§ TASK INSTRUCTIONS: Which lines in the records below contain the string "Target", with case counting? List each of them in full.

>>>>>

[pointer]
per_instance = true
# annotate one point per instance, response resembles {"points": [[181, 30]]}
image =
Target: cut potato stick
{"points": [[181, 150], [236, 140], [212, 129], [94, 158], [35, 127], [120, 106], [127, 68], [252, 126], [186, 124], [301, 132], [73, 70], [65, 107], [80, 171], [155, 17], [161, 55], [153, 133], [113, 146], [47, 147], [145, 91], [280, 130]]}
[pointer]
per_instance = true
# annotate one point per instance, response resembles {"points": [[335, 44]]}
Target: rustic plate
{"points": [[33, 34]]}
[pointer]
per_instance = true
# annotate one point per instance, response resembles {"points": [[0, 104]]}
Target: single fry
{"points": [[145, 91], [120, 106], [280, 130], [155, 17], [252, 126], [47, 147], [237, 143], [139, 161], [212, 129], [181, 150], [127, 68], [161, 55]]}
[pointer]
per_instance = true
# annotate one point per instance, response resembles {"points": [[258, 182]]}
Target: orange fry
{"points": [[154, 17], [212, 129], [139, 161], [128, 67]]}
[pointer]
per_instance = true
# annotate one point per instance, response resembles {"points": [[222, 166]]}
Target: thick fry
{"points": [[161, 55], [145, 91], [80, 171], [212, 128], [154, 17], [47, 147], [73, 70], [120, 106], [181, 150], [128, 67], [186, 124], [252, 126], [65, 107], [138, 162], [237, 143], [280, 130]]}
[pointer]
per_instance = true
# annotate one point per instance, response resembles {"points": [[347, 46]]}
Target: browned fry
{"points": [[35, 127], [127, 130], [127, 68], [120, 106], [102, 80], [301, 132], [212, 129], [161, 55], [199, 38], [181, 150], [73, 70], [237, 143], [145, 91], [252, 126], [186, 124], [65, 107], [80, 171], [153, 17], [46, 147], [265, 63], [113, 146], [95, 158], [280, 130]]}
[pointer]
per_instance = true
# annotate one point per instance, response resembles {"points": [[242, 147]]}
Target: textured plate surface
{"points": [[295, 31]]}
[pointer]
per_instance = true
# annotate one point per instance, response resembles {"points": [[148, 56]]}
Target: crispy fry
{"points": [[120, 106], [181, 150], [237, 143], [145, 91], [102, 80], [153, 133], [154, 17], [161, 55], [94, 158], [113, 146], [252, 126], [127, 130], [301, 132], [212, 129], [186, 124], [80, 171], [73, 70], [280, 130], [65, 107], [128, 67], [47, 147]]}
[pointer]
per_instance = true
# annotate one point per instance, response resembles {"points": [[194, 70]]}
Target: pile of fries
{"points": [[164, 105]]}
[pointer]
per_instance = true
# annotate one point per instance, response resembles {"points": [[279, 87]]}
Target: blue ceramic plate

<<<<<

§ SOLUTION:
Target: cut potato stick
Target: rustic plate
Target: single fry
Target: orange fry
Target: thick fry
Target: browned fry
Target: textured plate surface
Target: crispy fry
Target: pile of fries
Target: blue ceramic plate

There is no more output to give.